+++ Records for this task
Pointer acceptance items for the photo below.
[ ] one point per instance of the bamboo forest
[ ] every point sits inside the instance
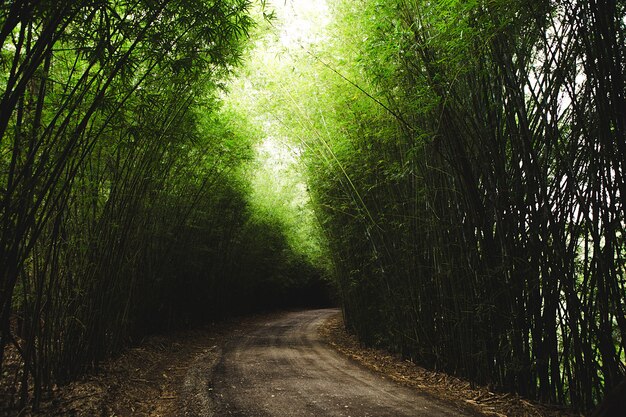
(451, 174)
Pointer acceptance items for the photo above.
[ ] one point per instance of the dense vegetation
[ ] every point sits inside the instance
(124, 203)
(466, 159)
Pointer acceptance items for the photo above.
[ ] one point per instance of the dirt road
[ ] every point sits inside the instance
(281, 368)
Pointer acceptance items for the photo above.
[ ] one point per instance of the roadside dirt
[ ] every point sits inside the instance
(147, 380)
(198, 373)
(439, 385)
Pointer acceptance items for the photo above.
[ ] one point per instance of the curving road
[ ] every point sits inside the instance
(281, 368)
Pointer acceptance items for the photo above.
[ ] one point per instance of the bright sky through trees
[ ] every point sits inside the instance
(278, 184)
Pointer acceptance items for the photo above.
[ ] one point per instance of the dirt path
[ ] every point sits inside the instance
(281, 368)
++++++
Work to do -
Reproduce every row above, requests included, and offset each point coordinate (both x and y) by adding 141. Omit the picture from the output.

Solved problem -
Pointer acceptance items for the photo below.
[ ] one point per instance of the bamboo forest
[ ] every point sits inside the instance
(592, 315)
Pointer acceptance items for the photo above.
[ ] one point per instance of the dense vegetation
[ ] every point sits inside the instance
(265, 344)
(607, 300)
Pointer acceptance items for the photo above.
[ ] one point per instance of the dirt road
[ ] every point sits inside the instance
(422, 509)
Pointer acceptance items for the photo above.
[ ] one point per instance of the roadside dirt
[ ] every point sits inside the instance
(288, 521)
(339, 514)
(580, 526)
Pointer acceptance items for the photo above.
[ ] one point per instance of the curving road
[ ] every point sits inside the instance
(422, 509)
Pointer acceptance items for the photo above.
[ ] one point per instance of the bright sky through trees
[ ] every point sits inside the instance
(419, 325)
Pointer acceptance items for the photo above.
[ ] one point per instance of the dirt path
[ ] every point sits inside the instance
(422, 509)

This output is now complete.